#### Task
Using the data below, repeat all of it precisely.

* BEGIN *

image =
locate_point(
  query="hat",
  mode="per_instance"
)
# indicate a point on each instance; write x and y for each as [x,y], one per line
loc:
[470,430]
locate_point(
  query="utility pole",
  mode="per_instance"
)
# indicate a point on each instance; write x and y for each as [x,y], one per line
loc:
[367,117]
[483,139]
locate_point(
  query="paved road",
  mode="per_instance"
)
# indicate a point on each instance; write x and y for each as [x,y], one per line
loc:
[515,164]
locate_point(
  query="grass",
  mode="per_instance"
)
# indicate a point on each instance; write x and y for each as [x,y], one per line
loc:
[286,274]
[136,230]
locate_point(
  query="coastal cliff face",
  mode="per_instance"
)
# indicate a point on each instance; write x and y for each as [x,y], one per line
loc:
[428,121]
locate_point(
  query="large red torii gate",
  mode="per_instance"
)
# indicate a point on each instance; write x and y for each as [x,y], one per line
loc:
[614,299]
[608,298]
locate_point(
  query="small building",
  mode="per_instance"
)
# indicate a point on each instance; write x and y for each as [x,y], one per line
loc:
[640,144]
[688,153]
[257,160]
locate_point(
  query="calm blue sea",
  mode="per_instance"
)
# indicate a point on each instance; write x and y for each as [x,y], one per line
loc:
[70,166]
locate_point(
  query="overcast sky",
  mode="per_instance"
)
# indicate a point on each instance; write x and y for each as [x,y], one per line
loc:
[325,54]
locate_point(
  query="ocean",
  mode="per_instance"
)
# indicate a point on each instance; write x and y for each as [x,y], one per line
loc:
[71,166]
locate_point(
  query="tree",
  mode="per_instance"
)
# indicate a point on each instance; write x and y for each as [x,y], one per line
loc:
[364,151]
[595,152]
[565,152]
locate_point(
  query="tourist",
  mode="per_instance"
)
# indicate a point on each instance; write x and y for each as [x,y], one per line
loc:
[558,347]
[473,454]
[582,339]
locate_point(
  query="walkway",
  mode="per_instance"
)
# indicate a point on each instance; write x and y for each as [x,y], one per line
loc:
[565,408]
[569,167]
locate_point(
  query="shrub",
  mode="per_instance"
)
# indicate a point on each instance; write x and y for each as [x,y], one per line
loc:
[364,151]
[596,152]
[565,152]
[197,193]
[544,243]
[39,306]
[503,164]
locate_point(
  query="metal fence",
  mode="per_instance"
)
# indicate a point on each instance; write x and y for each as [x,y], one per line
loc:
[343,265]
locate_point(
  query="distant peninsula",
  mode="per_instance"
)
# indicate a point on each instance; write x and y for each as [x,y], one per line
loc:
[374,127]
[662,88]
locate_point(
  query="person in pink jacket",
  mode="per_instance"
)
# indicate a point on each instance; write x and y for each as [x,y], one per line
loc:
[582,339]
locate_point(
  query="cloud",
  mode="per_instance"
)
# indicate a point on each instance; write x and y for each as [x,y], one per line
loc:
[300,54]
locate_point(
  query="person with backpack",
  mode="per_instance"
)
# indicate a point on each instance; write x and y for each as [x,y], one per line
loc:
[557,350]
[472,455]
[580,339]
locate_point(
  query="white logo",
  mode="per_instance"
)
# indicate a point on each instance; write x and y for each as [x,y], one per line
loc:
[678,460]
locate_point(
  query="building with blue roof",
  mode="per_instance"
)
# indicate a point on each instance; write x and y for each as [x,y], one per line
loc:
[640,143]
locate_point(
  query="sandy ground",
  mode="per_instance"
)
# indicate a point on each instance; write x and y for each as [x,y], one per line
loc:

* END *

#### Solution below
image =
locate_point(
  query="hat",
  mode="per_instance"
)
# indicate a point on each instance; write x and y for each as [x,y], one per line
loc:
[470,430]
locate_point(
  query="utility pole",
  mode="per_instance"
)
# indicate a point on each instance; write x and y for each as [x,y], one per line
loc:
[367,117]
[483,139]
locate_point(
  query="paved road",
  mode="per_instance"
)
# indicate a point on each instance; write x and y for each as [x,y], one per line
loc:
[515,164]
locate_point(
  query="grass",
  mode="per_instance"
)
# indicate a point on each instance; write x and y for each as [x,y], one per line
loc:
[286,274]
[136,230]
locate_point(
  query="coastal cliff face",
  mode="per_instance"
)
# indicate a point on each instance; write x and y for each as [x,y], one per line
loc:
[428,121]
locate_point(
  query="large red torii gate",
  mode="per_instance"
)
# indicate a point on each instance; write x and y for each as [x,y], one per line
loc:
[614,299]
[608,298]
locate_point(
  query="small building",
  mode="per_instance"
)
# indicate a point on each instance; write x and y for each as [x,y], one per line
loc:
[640,144]
[688,153]
[257,160]
locate_point(
  query="calm blue sea",
  mode="per_instance"
)
# indicate a point on each instance; write x and y for each as [x,y], one per line
loc:
[70,166]
locate_point(
  query="overcast sky",
  mode="per_instance"
)
# indicate a point on each instance; write x and y for each as [x,y], one per line
loc:
[325,54]
locate_point(
  query="ocean",
  mode="per_instance"
)
# indicate a point on each instance; write x and y for each as [x,y], one per line
loc:
[71,166]
locate_point(
  query="tree",
  mode="per_instance"
)
# indicate a point on each instance; write x and y for each as [x,y], one per line
loc:
[364,151]
[595,152]
[565,152]
locate_point(
  query="tourist",
  mode="per_instance"
)
# indicate a point on each instance; write x and y for each as [x,y], one per line
loc:
[558,347]
[473,454]
[582,339]
locate_point(
  query="walkway",
  mode="per_instance"
)
# indicate a point on each instance; write x and y for each as [x,y], one per line
loc:
[565,408]
[569,167]
locate_point(
  query="shrub",
  mode="per_instance"
)
# indicate a point on each instance; write x and y for each as [x,y], one per line
loc:
[364,151]
[596,152]
[565,152]
[197,193]
[544,243]
[39,306]
[503,164]
locate_point(
  query="metal fence",
  mode="per_instance"
)
# indicate a point on each instance; write x and y for each as [x,y], one per line
loc:
[343,265]
locate_point(
  query="distant peninsula",
  mode="per_instance"
)
# indicate a point on each instance; write x and y for each as [x,y], one per line
loc:
[374,127]
[662,88]
locate_point(
  query="person in pink jacket",
  mode="per_instance"
)
# indicate a point on each instance; write x and y for each as [x,y], one per line
loc:
[582,339]
locate_point(
  query="cloud",
  mode="per_instance"
)
# indicate a point on each instance; write x and y for each as [x,y], one per line
loc:
[300,54]
locate_point(
  query="person with backpack",
  mode="per_instance"
)
# indicate a point on each instance; write x and y for each as [x,y], one per line
loc:
[557,350]
[472,455]
[580,339]
locate_point(
  query="white logo",
  mode="per_instance"
)
# indicate a point on each instance; write x and y for each as [x,y], one per line
loc:
[678,460]
locate_point(
  query="building with blue roof",
  mode="per_instance"
)
# indicate a point on each instance; write x and y for each as [x,y], one per line
loc:
[640,143]
locate_point(
  query="sandy ground",
  mode="per_instance"
)
# indicate a point on each instance; write x and y for each as [x,y], one per line
loc:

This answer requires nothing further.